PROBLEMAS A RESOLVER:
1 – Enumere todas as substâncias que o texto sobre a história do uso de drogas menciona pelo nome.
2 – Dê prosseguimento ao texto sobre a história do uso de drogas a partir da última frase apresentada.

TEXTO EM ESTUDO:
★ ★ ★ ★ ★
Conta de 2700 A.C o uso de cannabis na China, de 1300 A.C na
Assíria, o uso do ópio no Egito de 1000 A.C, em 500 A.C já se tomava vinho na Grécia.
Em 1492 Colombo traz sementes de Cannabis às Américas, em 1600 os Árabes
começaram a utilização do haxixe, em 1800 China e Inglaterra entram em guerra
pelo ópio, em 1885 Freud fazia experimentos com a cocaína que na Primeira
Guerra Mundial seria usada com fins medicinais. Em 1920 os EUA proibiram o
álcool e criando um dos maiores “traficantes” do mundo: Al Capone. Na Década de
60 os movimentos da contracultura utilizariam as drogas como forma de se
manifestar contra o conservadorismo, procurando novas formas de consciência e
de comportamento. Bob Marley já cantava “Legalize it, don't criticize it (...) Doctors smoke
it. Nurses smoke it. Judges smoke it. Even lawyer, too.” (Legalize, não critique (...) Doutores a
fumam, enfermeiras a fumam, juízes a fumam e até os advogados também a fumam).
★ ★ ★ ★ ★
INFORMAÇÕES REGISTRADAS:
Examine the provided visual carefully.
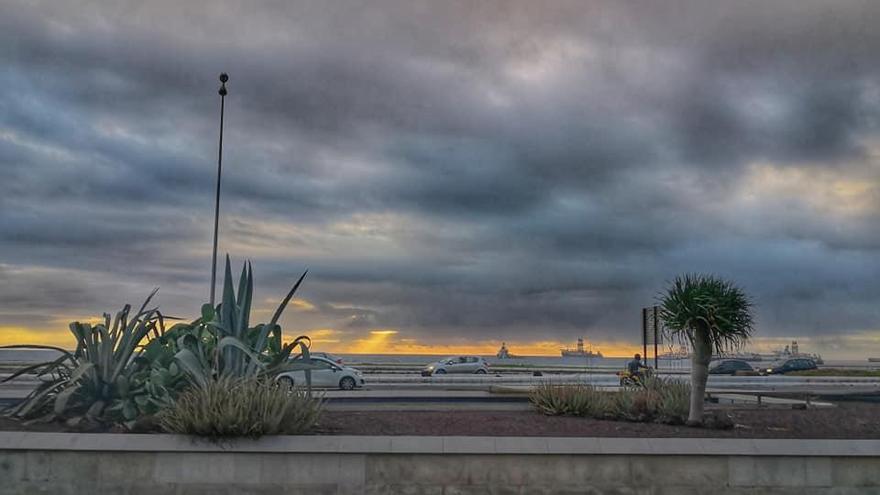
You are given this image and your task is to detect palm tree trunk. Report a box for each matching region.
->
[688,329,712,425]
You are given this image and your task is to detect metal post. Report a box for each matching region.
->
[654,306,660,370]
[211,72,229,308]
[642,308,648,366]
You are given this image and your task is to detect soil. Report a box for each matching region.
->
[0,402,880,439]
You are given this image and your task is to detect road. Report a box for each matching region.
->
[0,373,880,410]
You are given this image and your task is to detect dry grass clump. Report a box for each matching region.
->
[158,377,321,437]
[529,378,690,424]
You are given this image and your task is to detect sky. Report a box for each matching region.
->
[0,0,880,359]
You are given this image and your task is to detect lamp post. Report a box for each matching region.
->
[211,72,229,308]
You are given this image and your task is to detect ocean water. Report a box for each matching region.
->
[0,349,880,370]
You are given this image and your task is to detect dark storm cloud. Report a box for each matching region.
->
[0,1,880,350]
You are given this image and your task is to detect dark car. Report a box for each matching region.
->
[761,358,819,375]
[709,359,755,375]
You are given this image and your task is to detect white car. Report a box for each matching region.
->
[275,357,366,390]
[422,356,489,376]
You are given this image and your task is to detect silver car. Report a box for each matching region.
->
[275,357,365,390]
[422,356,489,376]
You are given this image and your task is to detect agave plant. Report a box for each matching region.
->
[660,275,753,424]
[172,256,311,387]
[3,289,165,421]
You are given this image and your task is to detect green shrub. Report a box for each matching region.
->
[529,383,611,418]
[611,377,691,424]
[0,291,174,425]
[158,376,321,437]
[657,380,691,424]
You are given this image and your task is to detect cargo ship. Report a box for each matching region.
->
[560,338,603,357]
[495,342,519,359]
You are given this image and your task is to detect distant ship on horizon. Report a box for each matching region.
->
[495,342,520,359]
[560,338,604,358]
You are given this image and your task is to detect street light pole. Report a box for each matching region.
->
[211,72,229,308]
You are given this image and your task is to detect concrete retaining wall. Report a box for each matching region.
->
[0,432,880,495]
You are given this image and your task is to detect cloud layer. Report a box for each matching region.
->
[0,0,880,356]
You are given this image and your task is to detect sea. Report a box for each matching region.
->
[0,349,878,370]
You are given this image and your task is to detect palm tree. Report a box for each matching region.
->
[660,275,753,425]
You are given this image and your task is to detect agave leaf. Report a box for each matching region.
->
[269,270,309,326]
[217,337,264,374]
[201,303,214,324]
[0,344,73,359]
[174,349,211,387]
[0,353,73,383]
[53,382,79,416]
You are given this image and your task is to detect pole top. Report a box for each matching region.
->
[218,72,229,96]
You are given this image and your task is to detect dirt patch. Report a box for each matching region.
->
[0,403,880,439]
[316,404,880,439]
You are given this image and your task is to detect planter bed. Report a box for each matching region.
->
[0,403,880,439]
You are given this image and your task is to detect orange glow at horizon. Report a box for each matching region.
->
[288,328,640,357]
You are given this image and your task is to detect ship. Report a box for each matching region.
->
[770,340,825,364]
[712,340,825,364]
[560,338,603,357]
[657,346,691,361]
[495,342,519,359]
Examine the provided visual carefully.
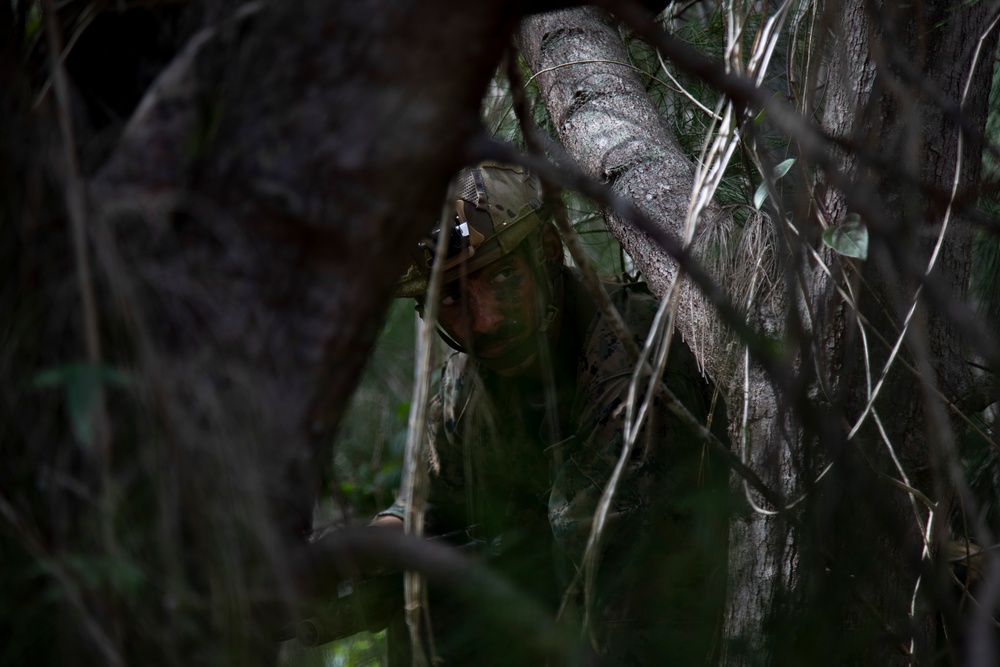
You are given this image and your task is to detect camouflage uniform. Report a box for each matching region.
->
[385,270,727,665]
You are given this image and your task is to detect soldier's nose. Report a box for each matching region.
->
[468,290,503,334]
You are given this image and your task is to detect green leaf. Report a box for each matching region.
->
[31,361,127,446]
[753,180,767,211]
[823,213,868,259]
[774,157,795,181]
[753,157,795,211]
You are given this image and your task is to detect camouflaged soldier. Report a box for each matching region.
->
[375,163,728,665]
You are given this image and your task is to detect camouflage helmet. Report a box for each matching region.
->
[394,162,548,298]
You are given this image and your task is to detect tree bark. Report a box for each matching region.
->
[520,9,795,664]
[520,2,996,664]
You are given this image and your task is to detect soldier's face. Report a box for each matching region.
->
[438,252,538,361]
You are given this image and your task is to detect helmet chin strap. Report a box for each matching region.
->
[437,304,559,373]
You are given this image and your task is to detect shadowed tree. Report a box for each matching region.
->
[0,0,997,664]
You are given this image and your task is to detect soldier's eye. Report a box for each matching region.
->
[493,266,514,283]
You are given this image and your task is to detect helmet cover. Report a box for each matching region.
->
[394,162,547,298]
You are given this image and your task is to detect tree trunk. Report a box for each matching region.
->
[520,9,795,664]
[521,2,996,665]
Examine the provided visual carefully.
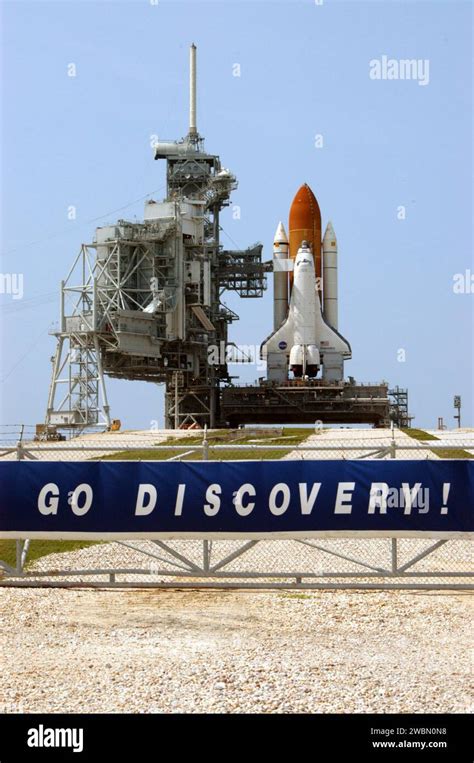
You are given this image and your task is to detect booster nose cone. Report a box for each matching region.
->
[323,221,337,248]
[273,221,288,244]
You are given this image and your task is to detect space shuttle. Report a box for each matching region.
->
[261,184,351,382]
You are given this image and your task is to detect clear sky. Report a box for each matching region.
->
[0,0,474,428]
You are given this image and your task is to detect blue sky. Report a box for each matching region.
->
[0,0,474,428]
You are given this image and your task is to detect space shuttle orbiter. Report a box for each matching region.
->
[261,185,351,382]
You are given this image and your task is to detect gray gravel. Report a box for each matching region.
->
[0,589,472,713]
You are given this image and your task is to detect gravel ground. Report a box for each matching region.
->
[0,589,472,713]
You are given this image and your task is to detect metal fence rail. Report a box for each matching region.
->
[0,432,474,589]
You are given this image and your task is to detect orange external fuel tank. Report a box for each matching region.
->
[288,183,322,292]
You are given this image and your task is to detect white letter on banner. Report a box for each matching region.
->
[334,482,355,514]
[135,483,157,517]
[71,482,94,517]
[299,482,321,514]
[234,482,256,517]
[174,483,186,517]
[368,482,390,514]
[268,482,290,517]
[38,482,59,516]
[402,482,421,514]
[204,483,222,517]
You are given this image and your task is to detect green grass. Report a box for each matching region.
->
[402,428,474,458]
[0,540,97,567]
[98,427,313,461]
[402,427,438,442]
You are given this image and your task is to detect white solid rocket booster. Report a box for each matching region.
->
[323,222,338,331]
[273,222,288,331]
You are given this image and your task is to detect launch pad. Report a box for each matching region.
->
[221,379,409,427]
[41,45,409,434]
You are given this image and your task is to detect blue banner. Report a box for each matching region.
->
[0,460,474,539]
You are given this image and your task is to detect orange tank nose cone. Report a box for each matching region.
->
[288,183,321,290]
★ ★ ★ ★ ★
LISTA DE RESPOSTAS:
1 – Cannabis, ópio, vinho, haxixe, cocaína e álcool.

2 –
Se não existissem usuários provavelmente não existiria a
indústria farmacêutica, a indústria do álcool e do tabaco. Não veríamos propagandas
de cerveja durante a tarde entre os tempos de uma partida de futebol, não tomaríamos
bebidas alcoólicas em festas de criança, mas tudo isso é permitido, incentivado
e dá lucro. Quem vai incentivar o uso da maconha para transtornos do sono sendo
que a industria farmacêutica ganha bilhões com a venda de Bromazepan, Lexotan,
Valium, Diazepam, Dalmadorm, Flurazepam, Tranxilene, Xanax, entre outros.
Experimente tirar o álcool do seu pai ou o calmante de sua mãe, a reação provavelmente
será a mesma daquele “drogado” dos jornais televisivos.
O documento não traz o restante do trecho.